● Exercise: For the material that follows, list every line containing the word "deck".

======== Dataset entries

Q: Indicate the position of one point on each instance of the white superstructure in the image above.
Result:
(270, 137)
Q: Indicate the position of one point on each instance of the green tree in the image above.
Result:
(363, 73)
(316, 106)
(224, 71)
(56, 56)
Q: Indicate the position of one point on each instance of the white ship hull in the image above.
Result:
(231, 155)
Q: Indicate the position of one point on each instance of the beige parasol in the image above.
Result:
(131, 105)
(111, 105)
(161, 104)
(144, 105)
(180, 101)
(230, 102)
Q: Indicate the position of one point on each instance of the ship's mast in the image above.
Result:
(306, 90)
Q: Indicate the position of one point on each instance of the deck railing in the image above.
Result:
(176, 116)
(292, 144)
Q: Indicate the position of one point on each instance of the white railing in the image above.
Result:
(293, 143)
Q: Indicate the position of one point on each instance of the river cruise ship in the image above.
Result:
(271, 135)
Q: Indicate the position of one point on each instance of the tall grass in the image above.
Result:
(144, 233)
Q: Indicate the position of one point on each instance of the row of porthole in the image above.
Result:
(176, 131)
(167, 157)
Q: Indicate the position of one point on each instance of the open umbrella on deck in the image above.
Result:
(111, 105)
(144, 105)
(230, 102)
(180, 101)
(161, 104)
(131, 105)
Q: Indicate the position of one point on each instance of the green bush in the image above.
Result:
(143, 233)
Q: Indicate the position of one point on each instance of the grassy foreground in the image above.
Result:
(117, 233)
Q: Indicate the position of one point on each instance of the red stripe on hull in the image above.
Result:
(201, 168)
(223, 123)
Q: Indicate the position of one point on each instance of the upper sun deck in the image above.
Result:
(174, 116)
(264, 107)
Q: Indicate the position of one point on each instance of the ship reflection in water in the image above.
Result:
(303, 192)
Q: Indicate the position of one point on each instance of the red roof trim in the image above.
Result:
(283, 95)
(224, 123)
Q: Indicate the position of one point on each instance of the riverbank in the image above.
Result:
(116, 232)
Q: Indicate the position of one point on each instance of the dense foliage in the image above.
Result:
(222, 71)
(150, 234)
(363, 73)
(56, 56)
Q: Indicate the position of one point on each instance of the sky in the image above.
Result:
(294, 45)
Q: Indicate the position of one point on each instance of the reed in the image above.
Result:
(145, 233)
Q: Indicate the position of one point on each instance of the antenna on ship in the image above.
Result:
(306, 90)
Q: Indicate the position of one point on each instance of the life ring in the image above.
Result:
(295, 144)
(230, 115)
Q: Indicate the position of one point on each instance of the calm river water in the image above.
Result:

================

● Answer to this task:
Q: Indicate the position of one point on each instance of the deck railing in the image above.
Q: Indicate the position of one point on each instance of the open umbrella on deck in the image above.
Q: Indicate the position of one point on each instance of the upper sun deck in the image above.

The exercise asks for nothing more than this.